» **PROBLEMA**: Ricopia senza modifiche il tratto che va dall'inizio delle voci fino alla riga contenente "Now the **bare", compresa quest'ultima.

+++ INFORMAZIONI FORNITE +++

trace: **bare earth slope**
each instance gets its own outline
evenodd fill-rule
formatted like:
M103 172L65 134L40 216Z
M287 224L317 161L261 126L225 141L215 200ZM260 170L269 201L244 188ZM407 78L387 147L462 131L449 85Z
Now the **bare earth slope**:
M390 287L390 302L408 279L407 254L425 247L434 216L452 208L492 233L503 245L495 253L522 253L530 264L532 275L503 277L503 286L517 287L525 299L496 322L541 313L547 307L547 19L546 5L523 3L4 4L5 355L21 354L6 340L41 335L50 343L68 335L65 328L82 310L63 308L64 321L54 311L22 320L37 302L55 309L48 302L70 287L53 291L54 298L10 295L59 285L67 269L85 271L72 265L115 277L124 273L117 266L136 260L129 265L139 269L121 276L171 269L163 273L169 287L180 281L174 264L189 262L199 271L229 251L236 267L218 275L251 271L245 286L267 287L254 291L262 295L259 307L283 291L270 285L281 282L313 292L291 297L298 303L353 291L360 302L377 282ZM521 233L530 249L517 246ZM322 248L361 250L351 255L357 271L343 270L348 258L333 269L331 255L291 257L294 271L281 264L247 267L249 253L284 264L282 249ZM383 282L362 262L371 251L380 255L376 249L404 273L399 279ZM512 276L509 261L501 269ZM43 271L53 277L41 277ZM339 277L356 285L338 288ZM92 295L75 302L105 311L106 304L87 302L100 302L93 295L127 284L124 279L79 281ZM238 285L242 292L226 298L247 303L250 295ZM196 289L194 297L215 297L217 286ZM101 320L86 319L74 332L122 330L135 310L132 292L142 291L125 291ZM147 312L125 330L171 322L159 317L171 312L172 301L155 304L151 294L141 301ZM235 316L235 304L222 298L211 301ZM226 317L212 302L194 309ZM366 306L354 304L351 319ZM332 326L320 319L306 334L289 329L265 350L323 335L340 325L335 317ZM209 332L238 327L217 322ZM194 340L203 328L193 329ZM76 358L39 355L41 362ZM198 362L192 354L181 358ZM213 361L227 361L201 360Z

+++

» **RISPOSTA AL COMPITO**:
trace: **bare earth slope**
each instance gets its own outline
evenodd fill-rule
formatted like:
M103 172L65 134L40 216Z
M287 224L317 161L261 126L225 141L215 200ZM260 170L269 201L244 188ZM407 78L387 147L462 131L449 85Z
Now the **bare earth slope**:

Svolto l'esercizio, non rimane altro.